Work instructions: Only the lines below from the one containing "Confirm that each instance of the patient's short" to the one containing "Confirm that each instance of the therapist's" should be repeated, both included and unchanged.

Start of The data

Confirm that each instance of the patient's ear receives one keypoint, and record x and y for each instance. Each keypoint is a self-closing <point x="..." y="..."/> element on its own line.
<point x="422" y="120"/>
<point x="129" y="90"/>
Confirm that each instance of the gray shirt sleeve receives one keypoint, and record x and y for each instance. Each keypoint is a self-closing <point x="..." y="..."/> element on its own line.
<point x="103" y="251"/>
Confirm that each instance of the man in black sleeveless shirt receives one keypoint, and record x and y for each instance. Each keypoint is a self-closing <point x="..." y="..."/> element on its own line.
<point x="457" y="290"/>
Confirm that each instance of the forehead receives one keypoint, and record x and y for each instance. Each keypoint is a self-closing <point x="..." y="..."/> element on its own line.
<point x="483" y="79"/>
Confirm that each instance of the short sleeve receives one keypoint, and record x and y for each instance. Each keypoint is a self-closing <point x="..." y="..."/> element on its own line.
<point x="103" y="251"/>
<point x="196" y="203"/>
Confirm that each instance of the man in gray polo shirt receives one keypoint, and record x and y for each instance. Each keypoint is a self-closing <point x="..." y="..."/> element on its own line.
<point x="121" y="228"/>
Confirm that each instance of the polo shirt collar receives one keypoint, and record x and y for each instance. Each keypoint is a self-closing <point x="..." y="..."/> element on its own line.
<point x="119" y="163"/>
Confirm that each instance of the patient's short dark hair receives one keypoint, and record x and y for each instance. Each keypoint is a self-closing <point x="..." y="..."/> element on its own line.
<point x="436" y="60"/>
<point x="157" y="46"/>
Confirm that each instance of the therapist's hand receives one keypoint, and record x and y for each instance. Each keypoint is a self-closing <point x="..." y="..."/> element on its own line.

End of The data
Start of The data

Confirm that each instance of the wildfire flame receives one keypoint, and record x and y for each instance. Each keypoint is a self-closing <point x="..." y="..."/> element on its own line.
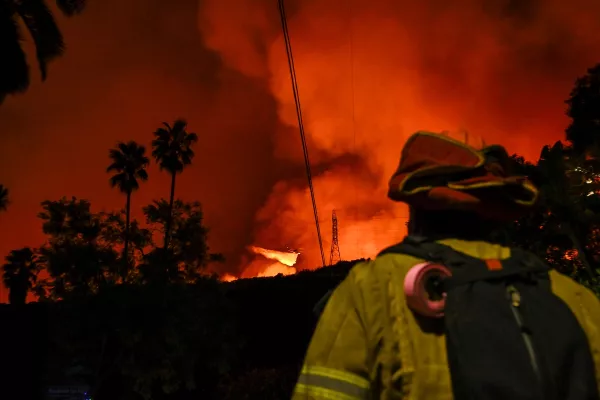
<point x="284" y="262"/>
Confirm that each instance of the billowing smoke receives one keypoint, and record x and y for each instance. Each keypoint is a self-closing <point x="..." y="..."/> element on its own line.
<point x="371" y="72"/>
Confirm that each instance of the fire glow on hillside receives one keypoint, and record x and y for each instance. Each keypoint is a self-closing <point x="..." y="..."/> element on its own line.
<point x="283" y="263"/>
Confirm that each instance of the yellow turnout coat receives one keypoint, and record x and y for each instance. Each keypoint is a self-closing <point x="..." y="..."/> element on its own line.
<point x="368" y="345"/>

End of The data

Response:
Confirm that each instance of the patient's short dark hair receives one keypoint, and record x and y for each instance. Each keypoint is a self-closing <point x="..." y="..."/> element on its own line.
<point x="436" y="60"/>
<point x="157" y="46"/>
Confirm that each instance of the therapist's hand receives one keypoint, and record x and y for each instance. Each keypoint is a self-closing <point x="..." y="..."/> element on its own line.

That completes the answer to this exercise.